Przepisz w postaci tabeli Markdown tylko te wiersze materiału, które zaczynają się od wiersza z „In this exercise you will locate the dry” i ciągną się aż do wiersza z „point(304, 395)”, oba włącznie. Tabela ma mieć kolumny „Nr” z numerem kolejnym i „Wiersz” z treścią wiersza, a puste wiersze pomiń.
── Dane do przetworzenia
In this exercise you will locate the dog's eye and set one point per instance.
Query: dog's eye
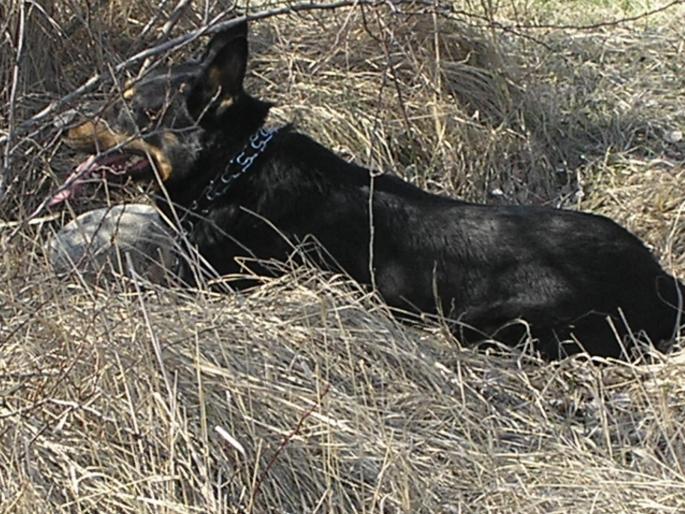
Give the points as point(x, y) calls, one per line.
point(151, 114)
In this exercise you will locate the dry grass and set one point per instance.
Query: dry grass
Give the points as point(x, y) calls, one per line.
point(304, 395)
────
── Dane do przetworzenia
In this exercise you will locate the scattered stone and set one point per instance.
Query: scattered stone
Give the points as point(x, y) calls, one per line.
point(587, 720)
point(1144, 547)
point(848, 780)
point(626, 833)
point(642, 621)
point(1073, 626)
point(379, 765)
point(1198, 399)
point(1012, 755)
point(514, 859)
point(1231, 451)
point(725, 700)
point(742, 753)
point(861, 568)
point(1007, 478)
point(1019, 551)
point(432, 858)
────
*Odpowiedź*
| Nr | Wiersz |
|---|---|
| 1 | In this exercise you will locate the dry grass and set one point per instance. |
| 2 | Query: dry grass |
| 3 | Give the points as point(x, y) calls, one per line. |
| 4 | point(304, 395) |